**** ENTRIES SHOWN

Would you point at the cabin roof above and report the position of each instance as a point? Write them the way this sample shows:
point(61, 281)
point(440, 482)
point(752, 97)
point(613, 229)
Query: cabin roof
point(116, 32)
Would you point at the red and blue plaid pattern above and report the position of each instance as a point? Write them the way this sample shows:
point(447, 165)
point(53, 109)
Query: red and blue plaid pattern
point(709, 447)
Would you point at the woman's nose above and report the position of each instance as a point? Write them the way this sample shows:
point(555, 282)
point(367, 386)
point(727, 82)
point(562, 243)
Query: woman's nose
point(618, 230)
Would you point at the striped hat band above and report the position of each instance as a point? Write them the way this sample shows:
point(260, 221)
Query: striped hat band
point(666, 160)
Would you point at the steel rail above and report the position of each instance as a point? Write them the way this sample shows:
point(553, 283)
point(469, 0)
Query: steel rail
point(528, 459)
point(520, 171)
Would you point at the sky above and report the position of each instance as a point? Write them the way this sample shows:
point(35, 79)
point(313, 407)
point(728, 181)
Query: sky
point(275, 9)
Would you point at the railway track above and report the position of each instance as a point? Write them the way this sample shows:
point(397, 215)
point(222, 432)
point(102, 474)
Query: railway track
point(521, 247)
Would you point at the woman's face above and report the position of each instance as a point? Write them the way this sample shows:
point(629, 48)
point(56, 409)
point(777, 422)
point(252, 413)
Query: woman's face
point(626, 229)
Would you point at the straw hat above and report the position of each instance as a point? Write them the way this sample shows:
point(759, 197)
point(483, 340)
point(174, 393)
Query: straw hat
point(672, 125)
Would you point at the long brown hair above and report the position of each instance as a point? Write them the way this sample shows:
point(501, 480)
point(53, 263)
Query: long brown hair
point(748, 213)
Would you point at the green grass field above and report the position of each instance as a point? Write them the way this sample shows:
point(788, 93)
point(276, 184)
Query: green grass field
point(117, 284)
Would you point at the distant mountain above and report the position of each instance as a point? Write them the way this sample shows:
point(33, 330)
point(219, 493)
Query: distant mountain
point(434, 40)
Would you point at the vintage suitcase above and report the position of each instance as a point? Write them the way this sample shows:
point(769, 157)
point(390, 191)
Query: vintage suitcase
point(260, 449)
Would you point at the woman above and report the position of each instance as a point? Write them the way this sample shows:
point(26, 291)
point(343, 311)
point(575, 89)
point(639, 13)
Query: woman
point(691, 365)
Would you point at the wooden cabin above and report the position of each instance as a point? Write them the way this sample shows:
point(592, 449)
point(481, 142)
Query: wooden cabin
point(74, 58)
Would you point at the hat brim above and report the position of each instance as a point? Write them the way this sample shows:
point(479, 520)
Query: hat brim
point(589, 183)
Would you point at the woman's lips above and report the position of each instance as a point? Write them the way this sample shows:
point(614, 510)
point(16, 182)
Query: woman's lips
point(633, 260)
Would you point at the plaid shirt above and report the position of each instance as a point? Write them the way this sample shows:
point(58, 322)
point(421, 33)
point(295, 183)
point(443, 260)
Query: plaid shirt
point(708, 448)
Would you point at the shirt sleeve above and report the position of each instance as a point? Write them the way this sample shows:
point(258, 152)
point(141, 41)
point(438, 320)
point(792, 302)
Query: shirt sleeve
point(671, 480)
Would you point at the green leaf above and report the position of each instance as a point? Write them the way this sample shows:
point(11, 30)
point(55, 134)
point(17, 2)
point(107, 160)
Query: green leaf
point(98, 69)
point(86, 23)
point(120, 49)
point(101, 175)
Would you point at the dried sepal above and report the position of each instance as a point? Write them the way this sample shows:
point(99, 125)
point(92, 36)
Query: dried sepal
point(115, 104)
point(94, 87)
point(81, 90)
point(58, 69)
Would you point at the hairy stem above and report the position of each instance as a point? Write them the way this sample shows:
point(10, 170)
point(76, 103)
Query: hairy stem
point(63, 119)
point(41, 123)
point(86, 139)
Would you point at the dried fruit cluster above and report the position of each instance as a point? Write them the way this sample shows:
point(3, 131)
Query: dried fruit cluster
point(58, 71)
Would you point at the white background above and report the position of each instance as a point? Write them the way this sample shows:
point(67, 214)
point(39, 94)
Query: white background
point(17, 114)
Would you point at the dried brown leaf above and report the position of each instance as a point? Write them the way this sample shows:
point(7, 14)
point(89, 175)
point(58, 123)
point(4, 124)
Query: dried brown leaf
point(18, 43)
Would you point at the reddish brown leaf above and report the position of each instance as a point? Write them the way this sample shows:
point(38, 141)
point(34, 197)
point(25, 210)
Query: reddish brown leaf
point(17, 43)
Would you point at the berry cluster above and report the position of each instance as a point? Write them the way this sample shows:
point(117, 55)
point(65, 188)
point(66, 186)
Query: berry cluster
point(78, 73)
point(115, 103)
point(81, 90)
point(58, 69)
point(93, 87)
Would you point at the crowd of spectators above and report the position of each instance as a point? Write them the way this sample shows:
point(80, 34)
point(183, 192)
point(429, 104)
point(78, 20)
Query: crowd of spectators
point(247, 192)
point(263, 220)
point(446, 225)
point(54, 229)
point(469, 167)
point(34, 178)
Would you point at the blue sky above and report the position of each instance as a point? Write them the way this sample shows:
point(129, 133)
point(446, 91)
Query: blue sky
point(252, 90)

********

STATED EXERCISE. Return, with no changes, every line from the beginning of the entries through the line containing "point(116, 32)", including that final line.

THE OUTPUT.
Would you point at the cabin roof above and report the position of each instance as a point? Write them the way this sample shows:
point(61, 281)
point(440, 482)
point(752, 97)
point(613, 229)
Query: cabin roof
point(116, 32)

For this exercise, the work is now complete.